§ **Exercise requirements**:
[A] According to the build caching page, why did the second go build finish in a fraction of a second when the first took thirty seconds?
[B] Resume the build caching page after its last sentence, keeping its voice and level.

━━━━━ Source document ━━━━━

Skip to content

Build Caching — Junior Level

Roadmap: Build Systems → Build Caching The fastest build step is the one you never run. A build cache remembers the output of work you've already done, so when the inputs haven't changed, it hands you the answer instead of computing it again.


Table of Contents

  1. Introduction
  2. Prerequisites
  3. Glossary
  4. Core Concept 1 — Why Rebuild Work You Already Did?
  5. Core Concept 2 — The Cache Key Is a Fingerprint of the Inputs
  6. Core Concept 3 — Cache Hit vs Cache Miss
  7. Core Concept 4 — A Changed Input Busts the Cache
  8. Core Concept 5 — Caching Is Not the Same as Incrementality
  9. Real-World Examples
  10. Mental Models
  11. Common Mistakes
  12. Test Yourself
  13. Cheat Sheet
  14. Summary
  15. Further Reading
  16. Related Topics

Introduction

Focus: Why do builds get faster the second time, and what is actually doing the remembering?

You change one comment in one file, type go build, and it finishes in a fraction of a second. The first time you built that project it took thirty seconds. What happened? The compiler did almost no work the second time — because it had already compiled everything else, and it remembered the results.

That memory is a build cache. The core idea is almost insultingly simple: building software is a pile of small, repetitive transformations (compile this file, run this code generator, bundle these assets), and most of the time the inputs to those transformations haven't changed since the last build. If the inputs are identical, the output must be identical too — so why recompute it? Just keep the answer in a folder and hand it back.

━━━━━ Data lines ━━━━━

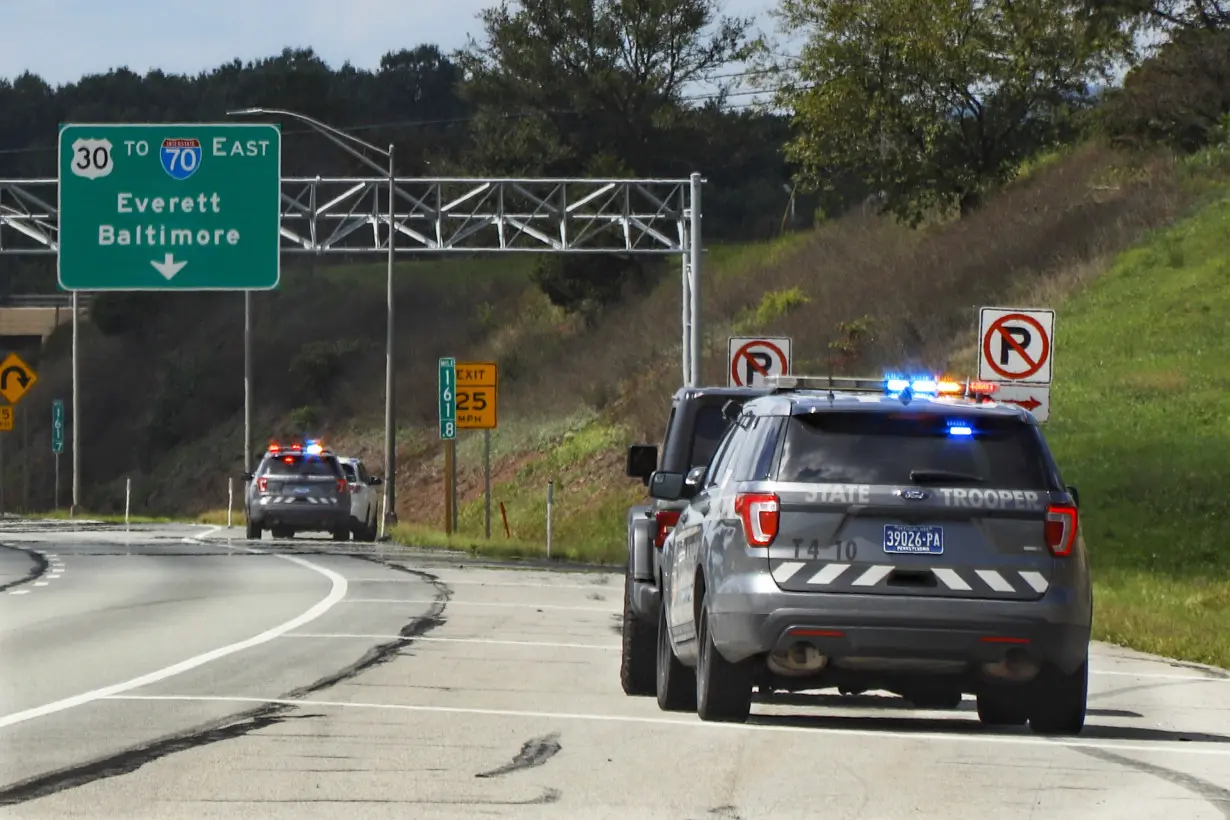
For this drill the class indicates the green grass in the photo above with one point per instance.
(106, 518)
(1139, 424)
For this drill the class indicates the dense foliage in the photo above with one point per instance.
(925, 103)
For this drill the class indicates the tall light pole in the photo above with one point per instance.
(347, 143)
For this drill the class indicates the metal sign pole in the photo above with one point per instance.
(486, 477)
(76, 416)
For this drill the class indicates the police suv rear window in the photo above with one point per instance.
(301, 465)
(707, 433)
(867, 448)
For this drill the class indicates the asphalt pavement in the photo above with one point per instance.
(174, 673)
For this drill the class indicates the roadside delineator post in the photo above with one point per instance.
(550, 503)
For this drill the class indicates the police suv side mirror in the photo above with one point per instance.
(642, 460)
(666, 486)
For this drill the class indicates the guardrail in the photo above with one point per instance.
(43, 300)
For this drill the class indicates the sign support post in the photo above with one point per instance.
(486, 481)
(1016, 352)
(57, 444)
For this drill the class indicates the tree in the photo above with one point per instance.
(560, 81)
(595, 87)
(934, 101)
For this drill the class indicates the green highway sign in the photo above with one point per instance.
(448, 382)
(178, 207)
(58, 425)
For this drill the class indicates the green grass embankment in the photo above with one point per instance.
(1140, 424)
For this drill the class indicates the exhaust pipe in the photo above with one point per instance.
(800, 659)
(1016, 666)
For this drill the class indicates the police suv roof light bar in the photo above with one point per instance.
(892, 386)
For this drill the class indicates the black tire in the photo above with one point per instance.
(935, 697)
(1059, 701)
(638, 660)
(1004, 706)
(723, 690)
(675, 682)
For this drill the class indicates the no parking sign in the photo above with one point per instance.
(753, 359)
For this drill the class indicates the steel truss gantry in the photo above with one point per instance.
(349, 215)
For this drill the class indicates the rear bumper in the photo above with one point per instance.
(306, 516)
(645, 601)
(843, 626)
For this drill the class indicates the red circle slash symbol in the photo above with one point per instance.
(1009, 343)
(754, 360)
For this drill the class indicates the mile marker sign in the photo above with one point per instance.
(181, 207)
(753, 359)
(1016, 344)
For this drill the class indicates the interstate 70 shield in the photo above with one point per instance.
(181, 157)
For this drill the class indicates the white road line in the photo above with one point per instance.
(829, 574)
(197, 539)
(1159, 748)
(951, 579)
(786, 571)
(455, 603)
(336, 593)
(1165, 676)
(609, 647)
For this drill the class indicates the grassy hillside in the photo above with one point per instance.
(1142, 402)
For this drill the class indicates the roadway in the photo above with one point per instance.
(172, 673)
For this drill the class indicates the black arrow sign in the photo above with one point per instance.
(14, 370)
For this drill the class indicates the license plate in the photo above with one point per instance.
(920, 540)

━━━━━

§ **Responses for each task**:
[A] The compiler had already compiled everything else during the first build and remembered the results, so it did almost no work the second time. That memory is the build cache.

[B]
The whole subject lives or dies on one question: how do you decide whether the inputs have changed? Get that wrong in one direction and you waste time recomputing things that didn't change. Get it wrong in the other direction — reuse an answer when the inputs actually did change — and you ship a wrong binary that compiled "successfully." This page builds the simple, correct intuition before any of the scary parts.

The mindset shift: stop thinking "the build compiles my code." Start thinking "the build looks up an answer it might already have, and only computes it if it doesn't." Every fast build is mostly a lookup, not a computation.


Prerequisites

  • Required: You've read 01 — Build Fundamentals › junior.md and know that a build compiles source files into outputs.
  • Required: You can run a build tool — go build, cargo build, gradle build, make, or similar — from a terminal.
  • Helpful: You've noticed that the second build of a project is faster than the first and wondered why.
  • Helpful: You roughly know what a "hash" is — a function that turns any input into a short fixed-size string.

Glossary

Term Plain-English meaning
Build action One small unit of build work: compile a file, link a binary, run a generator.
Cache A store of previously-computed results, keyed so you can find them again.
Cache key A fingerprint of all the inputs to an action — change any input, the key changes.
Hash A function turning any input into a short fixed-size string; same input → same hash.
Cache hit The key is already in the cache — reuse the stored output, skip the work.
Cache miss The key is not in the cache — do the work, then store the result under that key.
Cache invalidation / "busting" An input changed, so the key changed, so the old entry no longer applies.
Hit rate The fraction of actions that were hits. Higher = faster builds.
Local cache A cache on your own machine (e.g. ~/.cache).
Stale artifact A wrong cached output served because the key missed a real input. The scariest bug here.

Core Concept 1 — Why Rebuild Work You Already Did?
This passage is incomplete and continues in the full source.